> **Task to carry out**
Reproduce the stretch from the line containing "mask fix it." through the line containing "853L478 876L491 886L531", renaming "rough mask" to "coarse mask" and leaving everything else unchanged.

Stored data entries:
------------------------------------------------------------------------
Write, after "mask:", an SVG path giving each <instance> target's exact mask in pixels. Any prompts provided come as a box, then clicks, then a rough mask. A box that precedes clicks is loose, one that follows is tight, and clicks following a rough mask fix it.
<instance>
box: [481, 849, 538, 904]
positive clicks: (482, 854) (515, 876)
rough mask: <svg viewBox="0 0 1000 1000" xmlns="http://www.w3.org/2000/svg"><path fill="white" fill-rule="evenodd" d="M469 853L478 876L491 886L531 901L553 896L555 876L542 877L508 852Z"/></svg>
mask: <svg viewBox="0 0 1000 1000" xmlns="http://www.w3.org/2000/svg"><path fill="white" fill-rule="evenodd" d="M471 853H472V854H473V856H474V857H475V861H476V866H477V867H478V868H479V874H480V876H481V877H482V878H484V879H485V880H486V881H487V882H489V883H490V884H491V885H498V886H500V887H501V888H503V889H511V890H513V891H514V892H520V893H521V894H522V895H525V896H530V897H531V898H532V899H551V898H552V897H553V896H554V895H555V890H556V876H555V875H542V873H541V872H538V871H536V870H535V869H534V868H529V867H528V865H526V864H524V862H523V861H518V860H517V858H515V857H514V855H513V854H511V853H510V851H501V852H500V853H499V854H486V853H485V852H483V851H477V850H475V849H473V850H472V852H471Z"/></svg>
------------------------------------------------------------------------
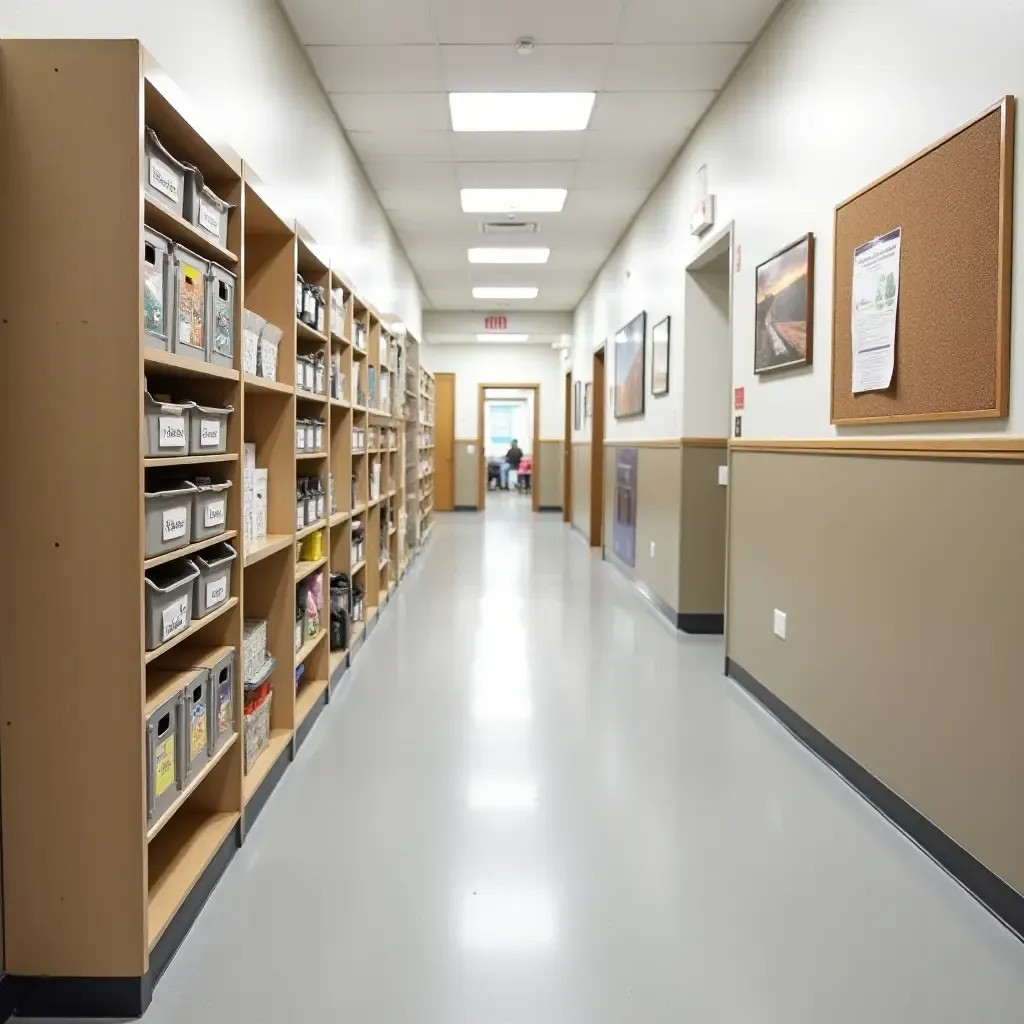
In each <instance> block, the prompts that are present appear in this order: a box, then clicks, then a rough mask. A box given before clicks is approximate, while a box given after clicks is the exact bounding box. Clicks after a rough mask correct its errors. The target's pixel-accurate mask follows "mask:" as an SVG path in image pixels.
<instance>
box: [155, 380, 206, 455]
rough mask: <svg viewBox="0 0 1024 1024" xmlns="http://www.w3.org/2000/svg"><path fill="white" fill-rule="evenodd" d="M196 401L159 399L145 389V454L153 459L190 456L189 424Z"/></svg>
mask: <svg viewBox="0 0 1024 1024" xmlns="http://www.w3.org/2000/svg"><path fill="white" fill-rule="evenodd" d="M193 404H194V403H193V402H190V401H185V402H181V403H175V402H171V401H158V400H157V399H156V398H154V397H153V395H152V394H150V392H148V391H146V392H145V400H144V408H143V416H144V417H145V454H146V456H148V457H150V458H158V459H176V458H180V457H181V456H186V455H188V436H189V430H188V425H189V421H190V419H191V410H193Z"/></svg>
------------------------------------------------------------------------
> **Your response**
Write, after "mask:", an SVG path giving each <instance> target's exact mask in pixels. Any prompts provided come as a box, then clicks, then a coarse mask. A box that precedes clicks is loose, one that follows is tight, and clicks following a coarse mask fix it.
<instance>
box: [481, 849, 538, 904]
positive clicks: (482, 854) (515, 876)
coarse mask: <svg viewBox="0 0 1000 1000" xmlns="http://www.w3.org/2000/svg"><path fill="white" fill-rule="evenodd" d="M469 853L478 876L491 886L531 901L553 896L555 876L542 877L508 852Z"/></svg>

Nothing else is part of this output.